Task instructions:
Return the records that follow unaltered. Omit every picture.

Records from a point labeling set
============

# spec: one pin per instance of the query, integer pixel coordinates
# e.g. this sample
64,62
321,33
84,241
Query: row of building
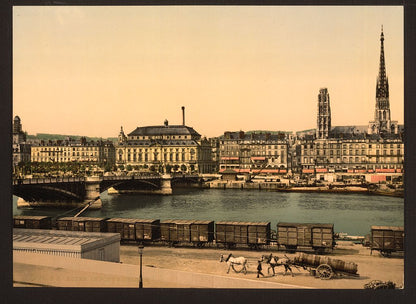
376,147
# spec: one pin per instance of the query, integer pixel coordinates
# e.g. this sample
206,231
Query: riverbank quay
275,186
42,270
167,267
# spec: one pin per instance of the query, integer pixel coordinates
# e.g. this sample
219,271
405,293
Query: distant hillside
43,136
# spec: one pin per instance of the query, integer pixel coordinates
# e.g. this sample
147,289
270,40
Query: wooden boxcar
32,222
387,239
134,229
319,237
175,231
88,224
202,232
147,230
252,234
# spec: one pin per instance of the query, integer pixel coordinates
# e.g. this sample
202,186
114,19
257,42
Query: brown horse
275,261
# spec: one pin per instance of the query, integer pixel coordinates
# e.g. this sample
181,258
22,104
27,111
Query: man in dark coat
259,269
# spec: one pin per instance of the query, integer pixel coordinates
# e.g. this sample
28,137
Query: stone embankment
275,186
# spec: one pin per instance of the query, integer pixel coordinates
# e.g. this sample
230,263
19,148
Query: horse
231,261
275,261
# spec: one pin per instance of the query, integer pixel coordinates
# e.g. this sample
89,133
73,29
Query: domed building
165,148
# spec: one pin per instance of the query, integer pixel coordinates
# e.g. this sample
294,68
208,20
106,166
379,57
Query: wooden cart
324,267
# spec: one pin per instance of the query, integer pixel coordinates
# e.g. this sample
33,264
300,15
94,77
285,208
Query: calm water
351,213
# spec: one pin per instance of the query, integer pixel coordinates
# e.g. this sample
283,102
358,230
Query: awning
229,158
258,158
385,170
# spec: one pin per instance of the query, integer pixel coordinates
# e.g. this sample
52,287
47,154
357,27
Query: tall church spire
324,115
382,120
382,89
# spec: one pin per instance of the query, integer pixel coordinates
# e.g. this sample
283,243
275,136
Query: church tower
122,138
382,123
324,115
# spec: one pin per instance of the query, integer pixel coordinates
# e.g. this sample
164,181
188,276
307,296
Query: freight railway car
32,222
387,239
187,231
88,224
252,234
135,229
319,237
292,236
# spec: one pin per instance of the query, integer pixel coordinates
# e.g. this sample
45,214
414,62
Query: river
350,213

============

Written answer:
# spec: one pin per instance of the query, integer pixel coordinates
# e.g. this sample
64,62
321,33
84,241
Query: row of building
376,147
# spec: one pin per instance of the query, integer pixel coordinates
# e.g. this sample
206,231
Query: riverbank quay
275,186
42,270
167,267
# spec: one pin per instance of the query, integer pixel coordinates
# e.g. this sample
219,271
405,293
Query: distant hillside
43,136
# spec: one pin per instance of the query, integer pixel coordinates
# e.g. this sample
147,289
270,40
Query: wooden boxcar
32,222
387,239
134,229
319,237
175,231
88,224
202,232
147,230
252,234
# spec: one pin per instance of the query, integer pixel coordinates
# e.g. this sample
202,186
114,19
257,42
Query: brown horse
275,261
# spec: one pin per instance of the query, integer pixel coordinates
# e.g. this sample
181,258
22,104
27,111
Query: man in dark coat
259,269
# spec: one pin per instance of the query, integer pixel coordinates
# e.g. this sample
28,137
Query: stone embankment
275,186
# spec: one pin per instance of the query, integer pixel coordinates
# e.g. this sample
230,263
19,148
Query: horse
231,261
275,261
# spec: one pin per instance of the query, integer pixel coordinates
# e.g. this sample
89,133
73,29
Query: domed building
165,148
# spec: one pin per instance of the query, integer pixel coordinates
# e.g. this sample
294,68
208,20
106,166
379,57
Query: wooden cart
324,267
# spec: one pin per instance of the query, integer pixel coordinates
# e.g. this sample
33,264
300,15
94,77
285,208
Query: calm water
351,213
# spec: one pin per instance of the query, integer pixel coordinates
# e.g. this sample
283,102
358,230
Query: awning
229,158
258,158
385,170
# spec: one pin per instance of the query, integer pixel coordinates
# e.g. this sample
52,287
47,154
357,27
Query: tall church spire
324,115
382,120
382,89
# spec: one pin per instance of the query, integer pixel coordinates
# e.g. this sample
283,243
275,136
Query: church tower
122,138
382,123
324,115
# spec: one pin per instance of the query, integer pixel coordinates
# e.g. this sample
164,181
188,276
307,296
Query: freight railway car
32,222
387,239
187,231
88,224
252,234
135,229
319,237
292,236
# spec: one pin per instance of the query, integer pixel coordinates
# e.g. this sample
45,214
414,62
Query: river
350,213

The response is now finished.